» SET PROBLEM: Continue the explanation of how quicksort works, picking up after its final sentence.

» ARTICLE:
* * *

Here's how it works. It picks a random element called the pivot. This can be any element really, in our case it will be the first one in the array. Now what we want to achieve is that the pivot is put in the right place. So we run through the whole array (but just the first time!) and assemble two new arrays, for those elements smaller than the pivot, and those greater. We don't know anything else about the elements in these two sub lists, only that they are on either side of the pivot. But by now we've already moved all the elements that belong to the left of the pivot over to that side, and vice versa. Which means that we can sort the two halves independently. So for each half we again choose a pivot, assemble two sub lists, and so on.
Eventually this division gives two sub arrays of just one element, with a pivot in the middle, which don't have to be sorted any further. So then we're all done, and we just collect all the sub results into one array.

* * *

» INFORMATION PROVIDED:

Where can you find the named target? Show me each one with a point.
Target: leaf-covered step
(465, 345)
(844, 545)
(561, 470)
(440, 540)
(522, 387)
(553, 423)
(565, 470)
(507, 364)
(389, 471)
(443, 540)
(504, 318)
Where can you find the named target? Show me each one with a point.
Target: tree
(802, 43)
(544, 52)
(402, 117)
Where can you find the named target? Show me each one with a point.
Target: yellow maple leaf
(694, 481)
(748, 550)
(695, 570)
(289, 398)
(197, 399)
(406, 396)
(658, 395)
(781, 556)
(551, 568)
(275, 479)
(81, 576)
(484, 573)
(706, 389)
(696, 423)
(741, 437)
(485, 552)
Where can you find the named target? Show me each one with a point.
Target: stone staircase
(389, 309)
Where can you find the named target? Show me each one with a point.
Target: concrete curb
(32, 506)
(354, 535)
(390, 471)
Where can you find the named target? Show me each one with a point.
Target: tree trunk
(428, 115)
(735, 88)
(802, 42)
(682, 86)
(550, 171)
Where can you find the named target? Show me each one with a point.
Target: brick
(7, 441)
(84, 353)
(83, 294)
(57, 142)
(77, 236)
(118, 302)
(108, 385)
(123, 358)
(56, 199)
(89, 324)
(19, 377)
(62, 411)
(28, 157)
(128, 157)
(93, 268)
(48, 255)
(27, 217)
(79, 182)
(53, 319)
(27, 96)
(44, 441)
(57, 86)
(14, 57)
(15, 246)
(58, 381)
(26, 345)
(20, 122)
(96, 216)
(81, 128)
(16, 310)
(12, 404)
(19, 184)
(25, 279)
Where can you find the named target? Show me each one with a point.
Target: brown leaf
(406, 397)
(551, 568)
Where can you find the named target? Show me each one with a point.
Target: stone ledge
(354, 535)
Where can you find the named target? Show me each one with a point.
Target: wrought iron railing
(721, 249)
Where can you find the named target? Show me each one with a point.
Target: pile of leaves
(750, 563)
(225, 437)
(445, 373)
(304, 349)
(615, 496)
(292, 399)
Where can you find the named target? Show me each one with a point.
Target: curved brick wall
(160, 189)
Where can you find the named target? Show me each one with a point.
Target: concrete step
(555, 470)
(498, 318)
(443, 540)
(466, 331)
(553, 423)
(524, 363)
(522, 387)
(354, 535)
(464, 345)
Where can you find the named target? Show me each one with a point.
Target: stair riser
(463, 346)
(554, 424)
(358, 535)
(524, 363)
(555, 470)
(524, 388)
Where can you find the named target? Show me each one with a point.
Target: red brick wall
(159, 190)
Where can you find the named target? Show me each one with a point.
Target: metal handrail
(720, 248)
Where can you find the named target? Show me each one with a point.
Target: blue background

* * *

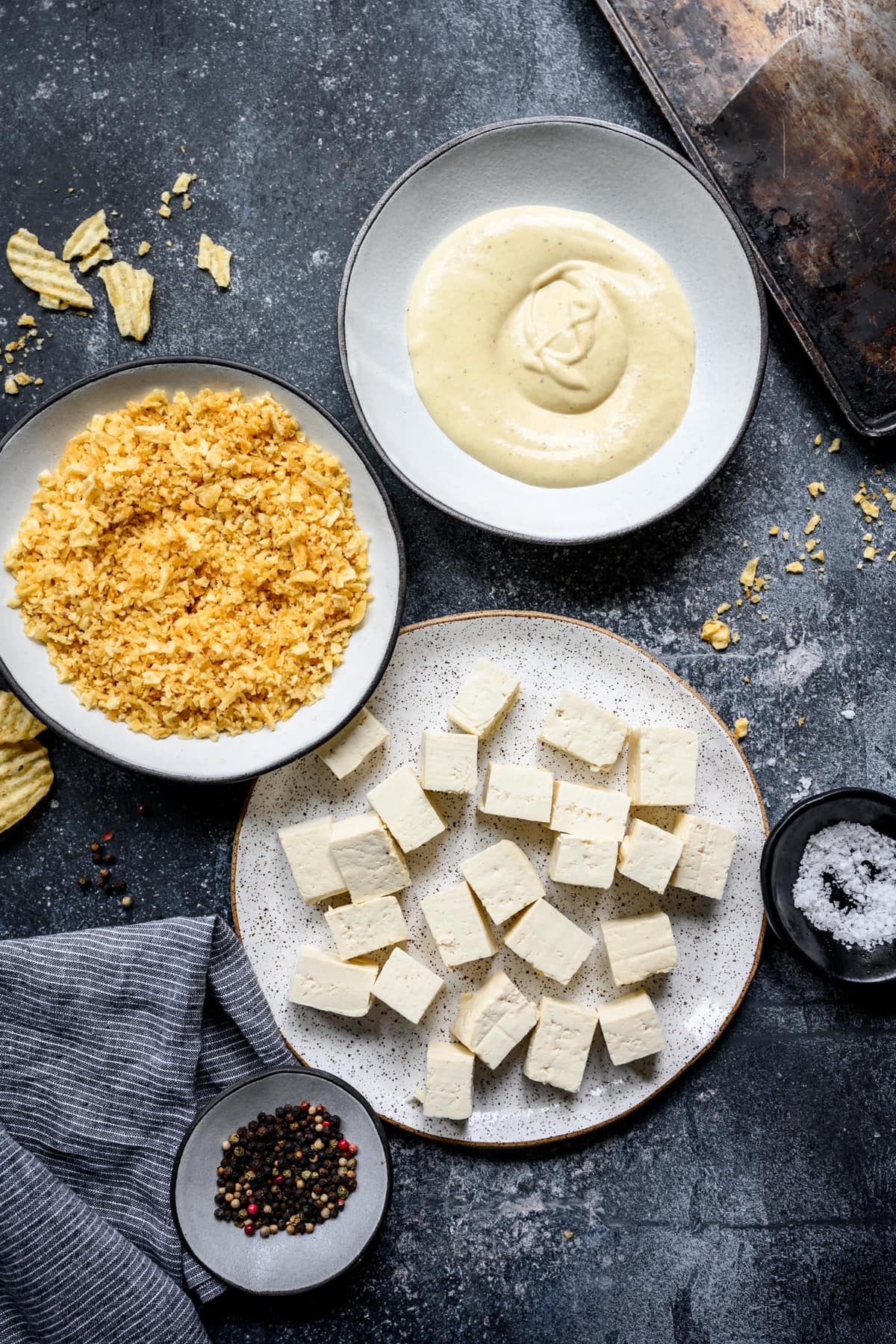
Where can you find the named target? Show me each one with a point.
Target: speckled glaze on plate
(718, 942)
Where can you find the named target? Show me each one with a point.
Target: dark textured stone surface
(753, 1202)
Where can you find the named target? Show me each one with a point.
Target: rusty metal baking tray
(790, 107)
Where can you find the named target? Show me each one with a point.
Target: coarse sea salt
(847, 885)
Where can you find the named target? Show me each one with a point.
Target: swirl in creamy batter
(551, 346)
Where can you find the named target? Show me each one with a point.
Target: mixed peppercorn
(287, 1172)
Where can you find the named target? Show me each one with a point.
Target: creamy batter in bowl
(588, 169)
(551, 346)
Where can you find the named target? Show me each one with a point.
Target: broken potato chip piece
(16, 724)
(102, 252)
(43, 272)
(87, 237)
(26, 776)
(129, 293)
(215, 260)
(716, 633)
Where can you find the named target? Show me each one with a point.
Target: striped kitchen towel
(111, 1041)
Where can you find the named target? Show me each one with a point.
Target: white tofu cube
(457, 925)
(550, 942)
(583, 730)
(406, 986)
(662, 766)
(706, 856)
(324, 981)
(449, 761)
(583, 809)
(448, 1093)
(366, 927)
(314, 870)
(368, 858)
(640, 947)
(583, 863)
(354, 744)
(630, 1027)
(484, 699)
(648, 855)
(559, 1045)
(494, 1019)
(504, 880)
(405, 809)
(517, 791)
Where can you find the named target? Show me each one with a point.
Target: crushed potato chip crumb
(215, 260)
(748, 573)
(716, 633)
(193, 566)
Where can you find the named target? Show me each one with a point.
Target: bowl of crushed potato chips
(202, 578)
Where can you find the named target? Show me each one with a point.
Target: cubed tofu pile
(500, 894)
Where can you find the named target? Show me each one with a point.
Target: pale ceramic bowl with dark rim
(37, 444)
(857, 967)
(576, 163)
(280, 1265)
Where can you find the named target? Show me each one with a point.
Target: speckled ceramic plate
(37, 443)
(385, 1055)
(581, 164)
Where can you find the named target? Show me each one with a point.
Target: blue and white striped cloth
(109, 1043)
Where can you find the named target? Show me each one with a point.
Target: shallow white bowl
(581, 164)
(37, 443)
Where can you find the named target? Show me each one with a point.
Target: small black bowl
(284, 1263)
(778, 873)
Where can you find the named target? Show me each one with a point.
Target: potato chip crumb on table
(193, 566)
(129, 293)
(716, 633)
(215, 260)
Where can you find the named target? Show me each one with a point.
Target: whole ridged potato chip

* * *

» THE OUTPUT:
Metrics quicksort(unit *arr, ulen length) {
Metrics ms = {"quicksort", 0, 0, 1};
if (length > 1) {
unit pivot = arr[0];
unit *left = malloc(length * sizeof(unit));
unit *right = malloc(length * sizeof(unit));
ulen l = 0, r = 0;
for(ulen i=1; i<length; i++, ms.cmp++, ms.ass++) {
if (arr[i] < pivot) {
left[l++] = arr[i];
} else {
right[r++] = arr[i];
}
}
arr[l] = pivot;
memcpy(arr, left, l * sizeof(unit));
memcpy(&arr[l+1], right, r * sizeof(unit));
free(left);
free(right);
Metrics lms = quicksort(arr, l);
Metrics rms = quicksort(&arr[l+1], r);
ms.cmp += lms.cmp + rms.cmp;
ms.ass += lms.ass + rms.ass + length + 1;
ms.rec += lms.rec + rms.rec;
}
return ms;
}
=== quicksort ===
n : 100000
n*log(n) : 1660964
n^2 : 10000000000
calls : 133599
comparisons: 1923150
assignments: 3979898
runtime : 0.040000s
What makes the implementation a bit complicated is that it's an in-place sort, so every time we have a pivot and a pair of sub arrays ready, we copy them back into the original array, overwriting it. Quicksort is a bit simpler when it returns a new array, but just to make it consistent with the other algorithms (which are in-place), we do it this way.
Since this is a recursive algorithm, the number of times it gets called depends on the length of the array. We want this number to be high. That might seem strange at first, but we know that the more calls we have, the more evenly we're dividing the array each time, ie. the quicker it's going to get shorter. Recall that at every step we need to scan the entire current sub array so that we can move the pivot into the middle position. And that is a lot of work, so if the sub arrays are half as large each time, this won't be so bad, but if they decrease by only one element (ie. the pivot is always at the very end), it's going to be very tiresome. Notice that the number of comparisons is still a lot higher than the number of calls, so we can afford to maximize the calls. What we get out of it is more calls that each do less work, rather than fewer calls that each do more work.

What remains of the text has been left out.